Copy out all of the data below with no alterations.

********

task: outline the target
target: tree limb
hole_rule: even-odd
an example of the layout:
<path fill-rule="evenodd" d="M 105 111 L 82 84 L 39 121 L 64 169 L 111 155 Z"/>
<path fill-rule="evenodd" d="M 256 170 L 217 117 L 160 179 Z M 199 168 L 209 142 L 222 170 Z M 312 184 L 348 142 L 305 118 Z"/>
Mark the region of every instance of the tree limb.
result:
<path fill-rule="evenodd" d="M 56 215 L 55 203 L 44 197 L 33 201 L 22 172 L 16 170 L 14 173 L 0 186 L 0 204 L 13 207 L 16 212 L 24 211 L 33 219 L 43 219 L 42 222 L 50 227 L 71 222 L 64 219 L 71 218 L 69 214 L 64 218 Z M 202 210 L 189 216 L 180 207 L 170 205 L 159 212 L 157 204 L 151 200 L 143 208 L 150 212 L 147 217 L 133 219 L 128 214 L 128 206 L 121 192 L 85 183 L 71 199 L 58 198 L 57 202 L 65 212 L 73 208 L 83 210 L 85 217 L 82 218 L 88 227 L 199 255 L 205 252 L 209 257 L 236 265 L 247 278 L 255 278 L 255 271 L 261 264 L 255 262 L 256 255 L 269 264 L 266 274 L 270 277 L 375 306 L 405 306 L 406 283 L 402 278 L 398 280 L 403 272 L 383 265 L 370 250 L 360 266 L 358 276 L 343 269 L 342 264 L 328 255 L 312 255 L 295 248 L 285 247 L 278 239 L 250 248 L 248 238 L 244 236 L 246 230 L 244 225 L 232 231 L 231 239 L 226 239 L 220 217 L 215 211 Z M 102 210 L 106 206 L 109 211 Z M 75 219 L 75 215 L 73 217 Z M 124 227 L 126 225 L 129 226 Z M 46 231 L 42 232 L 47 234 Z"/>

********

**Task answer:**
task: outline the target
target: tree limb
hole_rule: even-odd
an example of the layout:
<path fill-rule="evenodd" d="M 105 111 L 82 84 L 39 121 L 64 169 L 111 155 Z"/>
<path fill-rule="evenodd" d="M 256 170 L 217 117 L 160 179 Z M 199 168 L 209 142 L 222 170 Z M 312 184 L 348 142 L 305 118 Z"/>
Mark the region of every instance of the tree limb.
result:
<path fill-rule="evenodd" d="M 56 215 L 55 203 L 44 197 L 33 201 L 22 172 L 16 170 L 14 173 L 0 186 L 0 204 L 13 207 L 16 212 L 24 211 L 33 219 L 43 219 L 42 222 L 50 227 L 71 222 L 64 219 L 71 218 L 69 214 L 64 218 Z M 202 210 L 189 216 L 180 207 L 170 205 L 159 212 L 157 204 L 151 200 L 143 208 L 150 212 L 147 217 L 133 219 L 128 214 L 128 206 L 121 192 L 85 183 L 71 199 L 58 198 L 57 202 L 65 212 L 73 208 L 83 210 L 85 217 L 82 218 L 88 227 L 199 255 L 205 252 L 209 257 L 236 265 L 247 278 L 255 278 L 255 271 L 261 264 L 255 262 L 256 255 L 269 264 L 266 274 L 270 277 L 375 306 L 405 306 L 406 283 L 402 278 L 398 280 L 403 272 L 383 265 L 370 250 L 360 266 L 358 276 L 343 269 L 342 264 L 328 255 L 312 255 L 295 248 L 285 247 L 278 239 L 250 248 L 248 238 L 244 236 L 246 230 L 244 225 L 232 231 L 231 239 L 226 239 L 220 217 L 215 211 Z M 102 210 L 106 206 L 109 211 Z M 75 219 L 75 215 L 73 217 Z M 124 227 L 126 225 L 129 226 Z M 46 231 L 42 232 L 47 234 Z"/>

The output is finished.